START Recorded information

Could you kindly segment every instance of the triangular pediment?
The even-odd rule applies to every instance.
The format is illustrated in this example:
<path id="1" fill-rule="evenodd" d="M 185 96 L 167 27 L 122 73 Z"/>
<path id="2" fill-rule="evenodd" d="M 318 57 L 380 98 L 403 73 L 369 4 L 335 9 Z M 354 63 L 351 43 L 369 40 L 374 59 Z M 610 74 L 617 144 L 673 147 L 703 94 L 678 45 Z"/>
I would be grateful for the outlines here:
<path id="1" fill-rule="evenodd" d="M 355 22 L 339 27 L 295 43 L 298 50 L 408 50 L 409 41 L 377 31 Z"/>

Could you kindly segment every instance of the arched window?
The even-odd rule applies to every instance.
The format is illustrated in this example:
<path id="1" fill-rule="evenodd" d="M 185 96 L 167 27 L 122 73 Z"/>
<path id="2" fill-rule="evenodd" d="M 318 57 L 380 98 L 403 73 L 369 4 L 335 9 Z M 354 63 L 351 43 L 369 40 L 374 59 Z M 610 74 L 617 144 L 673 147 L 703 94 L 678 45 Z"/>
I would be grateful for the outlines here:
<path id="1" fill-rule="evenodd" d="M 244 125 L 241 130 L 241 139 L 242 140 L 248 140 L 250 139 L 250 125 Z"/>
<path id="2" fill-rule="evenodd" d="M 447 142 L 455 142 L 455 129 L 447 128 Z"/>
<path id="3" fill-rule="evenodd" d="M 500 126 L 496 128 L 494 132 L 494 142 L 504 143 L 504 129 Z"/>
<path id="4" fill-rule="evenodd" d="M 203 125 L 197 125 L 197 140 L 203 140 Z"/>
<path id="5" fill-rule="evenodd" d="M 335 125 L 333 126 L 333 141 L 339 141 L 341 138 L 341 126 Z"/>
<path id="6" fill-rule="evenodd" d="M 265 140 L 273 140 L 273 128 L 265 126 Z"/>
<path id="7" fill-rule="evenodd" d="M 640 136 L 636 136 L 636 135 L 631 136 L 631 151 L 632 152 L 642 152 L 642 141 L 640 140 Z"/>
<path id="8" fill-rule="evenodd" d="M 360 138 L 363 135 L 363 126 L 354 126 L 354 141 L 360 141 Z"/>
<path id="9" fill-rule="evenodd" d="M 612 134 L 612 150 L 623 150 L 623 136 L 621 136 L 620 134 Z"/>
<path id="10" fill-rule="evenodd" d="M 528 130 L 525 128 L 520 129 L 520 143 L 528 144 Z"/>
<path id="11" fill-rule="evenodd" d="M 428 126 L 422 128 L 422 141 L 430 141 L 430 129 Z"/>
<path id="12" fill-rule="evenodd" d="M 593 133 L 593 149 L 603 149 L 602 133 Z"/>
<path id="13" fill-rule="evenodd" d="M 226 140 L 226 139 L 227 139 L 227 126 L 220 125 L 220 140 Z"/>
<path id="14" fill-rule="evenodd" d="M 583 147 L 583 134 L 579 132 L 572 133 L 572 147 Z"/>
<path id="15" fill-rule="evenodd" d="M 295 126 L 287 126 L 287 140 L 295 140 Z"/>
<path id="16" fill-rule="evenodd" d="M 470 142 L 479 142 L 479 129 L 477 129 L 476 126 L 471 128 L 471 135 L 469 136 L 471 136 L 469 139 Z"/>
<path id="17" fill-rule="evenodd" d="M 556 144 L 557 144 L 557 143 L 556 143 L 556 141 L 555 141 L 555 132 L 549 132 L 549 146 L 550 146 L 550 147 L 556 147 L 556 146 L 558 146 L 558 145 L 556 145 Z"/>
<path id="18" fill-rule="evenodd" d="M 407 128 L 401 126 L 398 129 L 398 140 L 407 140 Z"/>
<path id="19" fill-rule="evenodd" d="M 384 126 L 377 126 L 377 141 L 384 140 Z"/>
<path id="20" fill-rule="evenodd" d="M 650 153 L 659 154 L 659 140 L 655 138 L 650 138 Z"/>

END Recorded information

**What is required:** Reproduce the listing above, swapping every occurrence of "kindly" for "please" and leaving everything else intact.

**Reply to the task:**
Could you please segment every instance of the triangular pediment?
The even-odd rule applies to every instance.
The format is illustrated in this example:
<path id="1" fill-rule="evenodd" d="M 185 96 L 167 27 L 122 73 Z"/>
<path id="2" fill-rule="evenodd" d="M 318 57 L 380 98 L 403 73 L 369 4 L 335 9 Z M 354 63 L 351 43 L 369 40 L 374 59 Z M 610 74 L 617 144 L 673 147 L 703 94 L 678 45 Z"/>
I would be grateful for the outlines here:
<path id="1" fill-rule="evenodd" d="M 355 22 L 339 27 L 295 43 L 298 50 L 408 50 L 409 41 L 377 31 Z"/>

Could you please segment every instance of the arched window?
The even-odd rule applies to every instance.
The format is illustrated in this example:
<path id="1" fill-rule="evenodd" d="M 185 96 L 167 27 L 122 73 Z"/>
<path id="2" fill-rule="evenodd" d="M 318 57 L 380 98 L 403 73 L 369 4 L 335 9 Z M 354 63 L 351 43 L 369 40 L 374 59 Z M 610 74 L 617 144 L 673 147 L 703 94 L 678 45 Z"/>
I would be grateful for the outlines here:
<path id="1" fill-rule="evenodd" d="M 244 125 L 241 130 L 241 139 L 242 140 L 248 140 L 250 139 L 250 125 Z"/>
<path id="2" fill-rule="evenodd" d="M 447 142 L 455 142 L 455 129 L 447 128 Z"/>
<path id="3" fill-rule="evenodd" d="M 500 126 L 496 128 L 494 132 L 494 142 L 504 143 L 504 129 Z"/>
<path id="4" fill-rule="evenodd" d="M 203 125 L 197 125 L 197 140 L 203 140 Z"/>
<path id="5" fill-rule="evenodd" d="M 335 125 L 333 126 L 333 141 L 339 141 L 341 138 L 341 126 Z"/>
<path id="6" fill-rule="evenodd" d="M 265 140 L 273 140 L 273 128 L 265 126 Z"/>
<path id="7" fill-rule="evenodd" d="M 640 136 L 636 136 L 636 135 L 631 136 L 631 151 L 632 152 L 642 152 L 642 141 L 640 140 Z"/>
<path id="8" fill-rule="evenodd" d="M 360 138 L 363 135 L 363 126 L 354 126 L 354 141 L 360 141 Z"/>
<path id="9" fill-rule="evenodd" d="M 612 134 L 612 150 L 623 150 L 623 136 L 621 136 L 620 134 Z"/>
<path id="10" fill-rule="evenodd" d="M 528 130 L 525 128 L 520 129 L 520 143 L 528 144 Z"/>
<path id="11" fill-rule="evenodd" d="M 428 126 L 422 128 L 422 141 L 430 141 L 430 129 Z"/>
<path id="12" fill-rule="evenodd" d="M 593 133 L 593 149 L 603 149 L 602 133 Z"/>
<path id="13" fill-rule="evenodd" d="M 226 140 L 226 139 L 227 139 L 227 126 L 220 125 L 220 140 Z"/>
<path id="14" fill-rule="evenodd" d="M 583 147 L 583 134 L 579 132 L 572 133 L 572 147 Z"/>
<path id="15" fill-rule="evenodd" d="M 295 126 L 287 126 L 287 140 L 295 140 Z"/>
<path id="16" fill-rule="evenodd" d="M 470 142 L 479 142 L 479 129 L 477 129 L 476 126 L 471 128 L 471 135 L 469 136 L 471 136 L 469 139 Z"/>
<path id="17" fill-rule="evenodd" d="M 556 144 L 557 144 L 557 143 L 556 143 L 556 141 L 555 141 L 555 132 L 549 132 L 549 146 L 550 146 L 550 147 L 556 147 L 556 146 L 558 146 L 558 145 L 556 145 Z"/>
<path id="18" fill-rule="evenodd" d="M 407 128 L 401 126 L 398 129 L 398 140 L 407 140 Z"/>
<path id="19" fill-rule="evenodd" d="M 384 126 L 377 126 L 377 141 L 384 140 Z"/>
<path id="20" fill-rule="evenodd" d="M 650 153 L 659 154 L 659 140 L 655 138 L 650 138 Z"/>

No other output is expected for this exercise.